- What is being asked
Can you convert the entries below into a two-column CSV with the headers instruction and response, one row per entry, putting each entry's full text in instruction and its answer in response? Wrap every field in double quotes and replace any line breaks inside a field with spaces.
### Supplied information ###
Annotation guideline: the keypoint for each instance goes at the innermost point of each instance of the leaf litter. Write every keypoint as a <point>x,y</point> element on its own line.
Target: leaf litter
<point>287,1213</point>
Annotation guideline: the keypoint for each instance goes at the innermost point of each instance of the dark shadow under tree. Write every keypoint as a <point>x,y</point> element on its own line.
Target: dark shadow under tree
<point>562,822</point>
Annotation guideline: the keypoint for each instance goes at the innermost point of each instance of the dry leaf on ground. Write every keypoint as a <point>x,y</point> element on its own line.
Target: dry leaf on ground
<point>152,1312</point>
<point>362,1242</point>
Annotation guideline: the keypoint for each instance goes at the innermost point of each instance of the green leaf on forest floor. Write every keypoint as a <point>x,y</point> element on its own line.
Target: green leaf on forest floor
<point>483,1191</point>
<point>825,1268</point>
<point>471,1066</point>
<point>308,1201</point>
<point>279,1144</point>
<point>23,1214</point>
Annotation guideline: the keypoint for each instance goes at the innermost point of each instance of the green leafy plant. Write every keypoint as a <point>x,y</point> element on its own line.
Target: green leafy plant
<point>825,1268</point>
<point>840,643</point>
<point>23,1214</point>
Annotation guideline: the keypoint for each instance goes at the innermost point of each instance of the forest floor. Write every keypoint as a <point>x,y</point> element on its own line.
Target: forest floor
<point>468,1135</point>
###
- Reply
instruction,response
"Annotation guideline: the keypoint for each instance goes at the innermost point of each instance of the leaf litter. Write every keypoint as a <point>x,y</point> element on its own line. Target: leaf litter","<point>287,1213</point>"
"Annotation guideline: the keypoint for each instance goes at the innermost point of each instance of the dark shadow under tree. Write every keypoint as a <point>x,y</point> element on its own line. Target: dark shadow under tree","<point>562,822</point>"
"Annotation guideline: the keypoint for each instance goes at the innermost point of each instance of the dry leaf on ground. Write every keypoint as a <point>x,y</point> element on its own line. Target: dry leaf on ground","<point>152,1312</point> <point>362,1242</point>"
"Annotation guideline: the keypoint for each instance goes at the innermost point of each instance of the green leaf on forest floor. Write every keypoint as a <point>x,y</point> element on its own line. Target: green leaf on forest floor","<point>483,1191</point> <point>825,1268</point> <point>471,1066</point> <point>308,1201</point> <point>279,1144</point> <point>23,1214</point>"
"Annotation guideline: the keypoint for each instance goes at the innermost point of each instance of the green leafy plant. Write every keypoint as a <point>x,y</point> element on its own line. Target: green leafy plant","<point>825,1268</point> <point>840,643</point> <point>23,1214</point>"
"Annotation guideline: the keypoint for each instance goes at the innermost point of each instance of the forest floor. Write every keypoint as a <point>x,y</point> element on its own line. Target: forest floor","<point>468,1135</point>"